## Task goal
Edit the listing below, changing every "photo" to "image" and keeping everything else the same. Leave the pictures out of your version.

## Data entries

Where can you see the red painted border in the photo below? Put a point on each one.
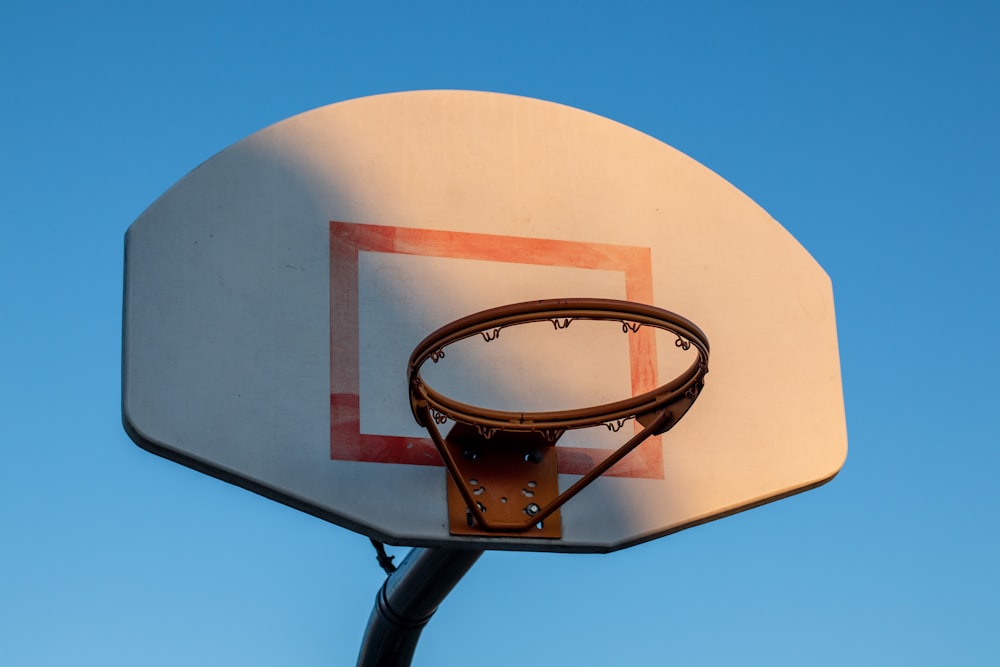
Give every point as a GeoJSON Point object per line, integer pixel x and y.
{"type": "Point", "coordinates": [347, 443]}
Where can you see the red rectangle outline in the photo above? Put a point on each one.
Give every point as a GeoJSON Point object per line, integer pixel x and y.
{"type": "Point", "coordinates": [347, 443]}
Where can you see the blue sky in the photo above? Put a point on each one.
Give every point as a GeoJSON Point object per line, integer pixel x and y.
{"type": "Point", "coordinates": [867, 129]}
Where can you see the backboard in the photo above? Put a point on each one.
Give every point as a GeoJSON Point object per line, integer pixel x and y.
{"type": "Point", "coordinates": [274, 295]}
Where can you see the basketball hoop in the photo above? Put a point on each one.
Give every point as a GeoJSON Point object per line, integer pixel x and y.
{"type": "Point", "coordinates": [518, 442]}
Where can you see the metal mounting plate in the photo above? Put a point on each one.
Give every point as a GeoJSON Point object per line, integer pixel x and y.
{"type": "Point", "coordinates": [507, 474]}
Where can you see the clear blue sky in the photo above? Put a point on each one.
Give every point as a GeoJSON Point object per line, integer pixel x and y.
{"type": "Point", "coordinates": [869, 130]}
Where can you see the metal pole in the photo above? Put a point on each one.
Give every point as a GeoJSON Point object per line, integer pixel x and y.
{"type": "Point", "coordinates": [407, 600]}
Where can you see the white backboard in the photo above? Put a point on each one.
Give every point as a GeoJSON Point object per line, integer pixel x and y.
{"type": "Point", "coordinates": [273, 297]}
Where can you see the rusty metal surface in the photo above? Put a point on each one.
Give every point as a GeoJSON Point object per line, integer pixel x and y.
{"type": "Point", "coordinates": [510, 477]}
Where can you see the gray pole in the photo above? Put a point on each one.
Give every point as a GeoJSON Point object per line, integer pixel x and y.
{"type": "Point", "coordinates": [407, 600]}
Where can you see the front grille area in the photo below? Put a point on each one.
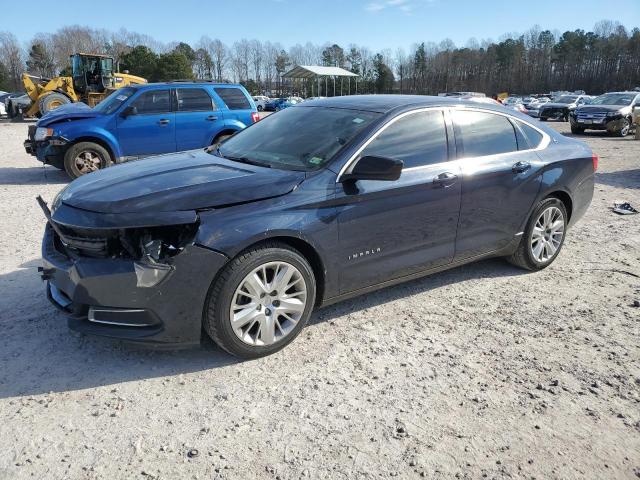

## Result
Where can you see the red painted border in the image below? Put a point on each one.
Give every point as a GeoJSON Point object per line, integer pixel x and y.
{"type": "Point", "coordinates": [347, 443]}
Where can you see the red rectangle outline in the image above? Put a point on each one.
Give every point as a GeoJSON Point object per line, integer pixel x and y.
{"type": "Point", "coordinates": [347, 443]}
Where can you see the blue sky in the image above? Put a point on each one.
Give every point as a GeoJSON Point object per line, integer pixel x and y.
{"type": "Point", "coordinates": [867, 129]}
Where can you see the backboard in the image above? Put a point on each one.
Give every point as a GeoJSON Point object per line, integer pixel x and y.
{"type": "Point", "coordinates": [274, 295]}
Where can you see the basketball hoop in the image above? Put a point on each one.
Give every point as a GeoJSON Point object per line, integer pixel x and y.
{"type": "Point", "coordinates": [518, 442]}
Where can you see the metal mounting plate in the image above? Put a point on each one.
Give every point as a GeoJSON Point object per line, integer pixel x and y.
{"type": "Point", "coordinates": [507, 474]}
Where can you see the clear blue sky in the image above? Put a point on each one.
Give every point as a GeoJSON Point object per line, integer pixel x and y.
{"type": "Point", "coordinates": [869, 130]}
Where can you see the metal pole in the image above? Put a point on each one.
Give every point as a GeoJSON Point object per line, integer pixel x and y.
{"type": "Point", "coordinates": [407, 600]}
Where can you see the white backboard in the image above? Put a point on each one.
Give every point as a GeoJSON Point object per line, integer pixel x and y.
{"type": "Point", "coordinates": [273, 297]}
Where can you see the rusty metal surface in the image above? Put a point on each one.
Give every point as a GeoJSON Point object per line, integer pixel x and y.
{"type": "Point", "coordinates": [510, 477]}
Where can you see the gray pole in the image above? Put a point on each one.
Give every point as a GeoJSON Point object per line, integer pixel x and y.
{"type": "Point", "coordinates": [407, 600]}
Where can you see the front grille area in the image below? Put a point on each one.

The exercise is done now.